[Dataset items]
◇ ◇ ◇ ◇ ◇
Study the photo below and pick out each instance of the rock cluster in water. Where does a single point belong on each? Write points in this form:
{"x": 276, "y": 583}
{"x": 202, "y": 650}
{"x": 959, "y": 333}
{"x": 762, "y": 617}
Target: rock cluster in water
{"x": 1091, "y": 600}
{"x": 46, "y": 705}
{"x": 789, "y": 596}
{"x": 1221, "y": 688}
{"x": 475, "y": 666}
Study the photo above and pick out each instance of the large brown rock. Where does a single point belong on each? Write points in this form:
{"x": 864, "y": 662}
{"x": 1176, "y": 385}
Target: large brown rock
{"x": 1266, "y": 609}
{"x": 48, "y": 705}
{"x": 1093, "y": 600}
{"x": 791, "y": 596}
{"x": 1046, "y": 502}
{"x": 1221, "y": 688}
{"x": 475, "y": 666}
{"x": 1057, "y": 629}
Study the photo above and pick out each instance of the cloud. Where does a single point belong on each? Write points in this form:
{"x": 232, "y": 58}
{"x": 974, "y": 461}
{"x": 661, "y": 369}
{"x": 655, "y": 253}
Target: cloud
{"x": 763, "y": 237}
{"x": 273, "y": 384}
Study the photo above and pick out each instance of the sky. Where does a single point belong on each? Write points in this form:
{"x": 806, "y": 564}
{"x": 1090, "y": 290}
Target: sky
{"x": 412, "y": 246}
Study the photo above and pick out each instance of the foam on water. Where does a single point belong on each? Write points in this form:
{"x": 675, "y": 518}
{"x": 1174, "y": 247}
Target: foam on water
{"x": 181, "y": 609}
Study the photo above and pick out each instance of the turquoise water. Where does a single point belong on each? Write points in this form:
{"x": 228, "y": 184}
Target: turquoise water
◇ ◇ ◇ ◇ ◇
[Work required]:
This exercise calls for the lines from the one holding "Target: cloud" through the end of the entries, transcribed exactly and with nothing more.

[Output of the task]:
Target: cloud
{"x": 763, "y": 237}
{"x": 273, "y": 384}
Study the photo above and pick out each instance of the sky. Where does a single point belong on each? Write points in this form:
{"x": 806, "y": 564}
{"x": 1090, "y": 290}
Target: sky
{"x": 412, "y": 246}
Study the photo above and pick out each instance of the foam on water. Where does a single point belong on each? Write points in this form:
{"x": 675, "y": 518}
{"x": 1174, "y": 247}
Target: foam on water
{"x": 181, "y": 609}
Study the photo above and pick out each instance of the turquoise water. Where does a single point belong on each? Write points in this form:
{"x": 228, "y": 184}
Target: turquoise water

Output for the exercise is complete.